#### Provided passage:
Circles of Care for Immigrants
More than 100,000 Hispanics live in the Philadelphia area. More than half of them are new to the U.S. One United Methodist pastor is building a new congregation by reaching out to those folks who live with little access to mental health care or a support system. Reed Galin reports.
(Locator: Narberth, Pennsylvania)
The Rev. Lydia Muñóz: "Imagine what it's like to live in the shadows constantly and nobody sees your struggles. You don't have escape valves."
The Rev. Lydia Muñóz: "The threat of being deported is very real. You could be stopped for a busted taillight. You could go into a hospital and because you're asking for help, those things can lead to something else. The fear is very real. It happens."
A trained therapist-turned-pastor, Lydia Muñóz hopes to calm some of those fears. Her Circles of Care program offers mental health support to recent Hispanic immigrants. About 50,000 of whom live in the Philadelphia area.
The Rev. Lydia Muñóz: "Circles of Care is an opportunity for people to receive care on a one-to-one basis and also be surrounded by a group of people who might be going through the same things. They may be immigrants that got their papers that became new residents or citizens and now, they want to embrace new people and say, 'We did it. It takes a while, but you can do it too.' It's an opportunity to provide family."
(Greeting at church dinner) "This is going to be your family, this is going to be your new place."
The program appeals to people like Jessica Tandayamo and her mother, who left their family behind in Ecuador two years ago.
Jessica Tandayamo, from Ecuador: "My brothers and sisters are in my country because I'm under 18-years-old on the green card and all of that is under 21-years-old."
Participants gather at Plumbline Fellowship, a new community within Narberth United Methodist Church.
The Rev. Irving Cotto, Eastern Pennsylvania Conference: "It's important because they're here, they're making their homes here, and sometimes one of the things that immigrants really need is a network of fellowship, love, friendship. "
Jhalile Rivera, from Columbia: "Nobody's looking at your status. Nobody's looking at your color. Lydia makes you feel like family. We eat together, we pray together, we learn together, we laugh together, we cry together."
(Pastor speaks to gathering) "They're going to have to perform surgery on her cerebellum&ellipsis;"
The group prayed for Jessica's mother, who is facing brain surgery.
Mariana Pena, from Ecuador: "My prayer and my hope is that with faith in God that I'll be able to get out of this situation, that I'll be able to hug my two sons in Ecuador and survive this."
The Rev. Irving Cotto: "The word of God, the love of God, is shared and so that speaks to any human soul."
The Rev. Lydia Muñóz: "We're too alone here in this country. I'm not just talking about immigrants, I'm talking about everybody. We're too isolated from each other. The closest we are is probably on Facebook. And people are hungry for relationship."
(Pastor says prayer) "El nombre de Jesus. Amen."

#### Material supplied:
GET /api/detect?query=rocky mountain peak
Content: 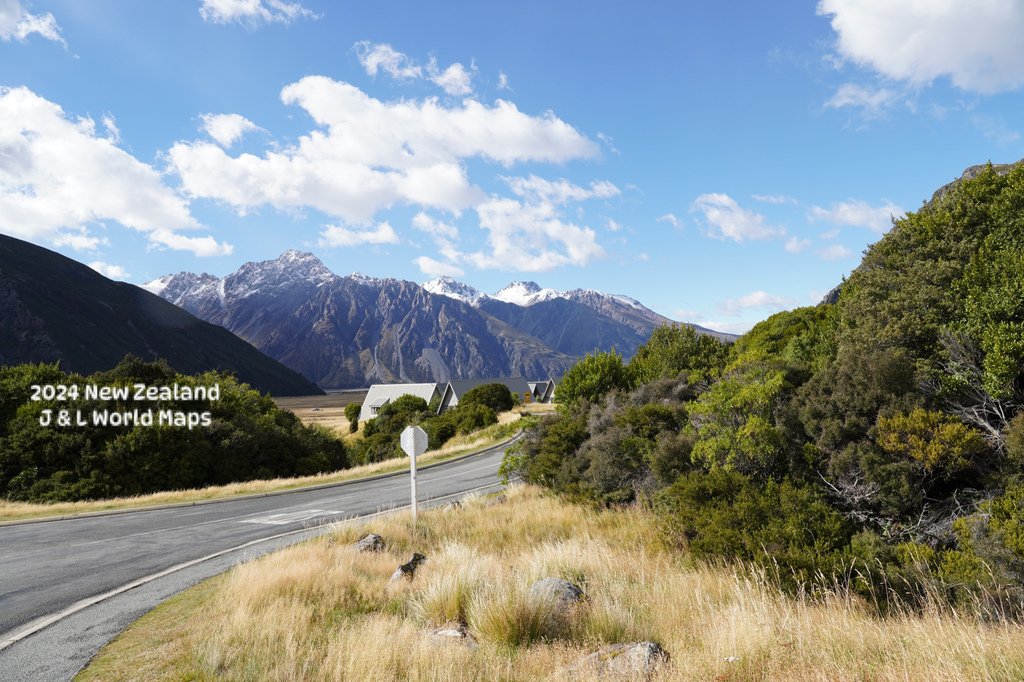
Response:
[423,274,486,305]
[494,282,560,305]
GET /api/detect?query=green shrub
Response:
[457,384,516,412]
[657,469,854,588]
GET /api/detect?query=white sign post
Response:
[401,426,429,524]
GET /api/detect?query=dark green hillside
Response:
[505,164,1024,617]
[0,235,322,395]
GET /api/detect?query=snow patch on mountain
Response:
[422,274,488,305]
[494,282,564,306]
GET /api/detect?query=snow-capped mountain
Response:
[423,274,487,305]
[144,251,733,388]
[494,282,565,305]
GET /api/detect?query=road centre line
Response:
[0,482,502,651]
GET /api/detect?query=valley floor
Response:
[80,486,1024,680]
[0,412,520,523]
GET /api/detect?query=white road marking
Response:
[0,483,503,651]
[240,509,342,525]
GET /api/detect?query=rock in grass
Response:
[390,552,427,583]
[352,532,387,552]
[483,493,506,507]
[529,578,584,611]
[430,625,479,649]
[563,642,669,680]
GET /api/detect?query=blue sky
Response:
[0,0,1024,331]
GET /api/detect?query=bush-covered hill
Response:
[505,165,1024,615]
[0,356,348,502]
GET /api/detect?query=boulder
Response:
[390,552,427,583]
[430,625,479,649]
[529,578,586,611]
[352,532,387,552]
[483,493,506,507]
[563,642,669,680]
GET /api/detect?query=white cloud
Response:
[353,40,475,96]
[785,237,811,253]
[817,0,1024,93]
[353,40,423,80]
[89,260,131,280]
[0,87,231,255]
[463,198,604,272]
[427,59,473,96]
[0,0,68,47]
[818,244,853,260]
[693,319,755,335]
[751,195,797,206]
[50,227,110,251]
[502,175,620,204]
[690,194,784,242]
[99,114,121,144]
[719,291,797,315]
[413,211,459,240]
[200,114,262,147]
[317,222,398,247]
[655,213,683,229]
[825,83,903,119]
[199,0,317,27]
[807,200,904,233]
[168,76,597,223]
[413,256,465,278]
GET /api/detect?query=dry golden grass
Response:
[0,413,520,522]
[273,390,367,435]
[81,487,1024,681]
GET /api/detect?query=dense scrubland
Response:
[79,486,1024,681]
[505,165,1024,620]
[85,161,1024,680]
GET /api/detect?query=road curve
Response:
[0,443,508,681]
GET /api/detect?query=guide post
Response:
[401,426,428,524]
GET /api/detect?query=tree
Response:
[459,383,515,412]
[555,349,630,404]
[345,402,362,433]
[629,325,729,385]
[876,408,986,476]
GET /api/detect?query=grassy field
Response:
[78,486,1024,681]
[0,412,520,523]
[273,390,367,433]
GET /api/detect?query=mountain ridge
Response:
[143,251,732,388]
[0,235,322,395]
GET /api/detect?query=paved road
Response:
[0,438,504,680]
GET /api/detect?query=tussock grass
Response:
[0,412,520,522]
[82,486,1024,681]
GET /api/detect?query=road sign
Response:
[401,426,429,524]
[401,426,428,458]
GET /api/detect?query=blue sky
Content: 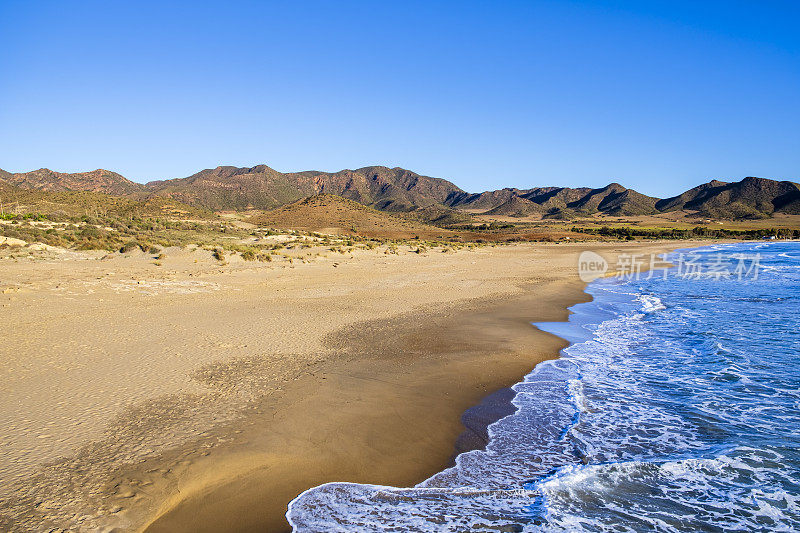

#### Task requirements:
- a) From the Circles of Care story, return everything from "Circles of Care for" down to "(Locator: Narberth, Pennsylvania)".
- b) Answer these from the Circles of Care story:
(i) In which country did Jessica Tandayamo and her mother leave their family behind?
(ii) Where do Circles of Care participants gather?
(iii) What kind of surgery is Jessica's mother facing?

#### Task-by-task outputs:
- a)
Circles of Care for Immigrants
More than 100,000 Hispanics live in the Philadelphia area. More than half of them are new to the U.S. One United Methodist pastor is building a new congregation by reaching out to those folks who live with little access to mental health care or a support system. Reed Galin reports.
(Locator: Narberth, Pennsylvania)

- b)
(i) Ecuador
(ii) At Plumbline Fellowship, a new community within Narberth United Methodist Church
(iii) Brain surgery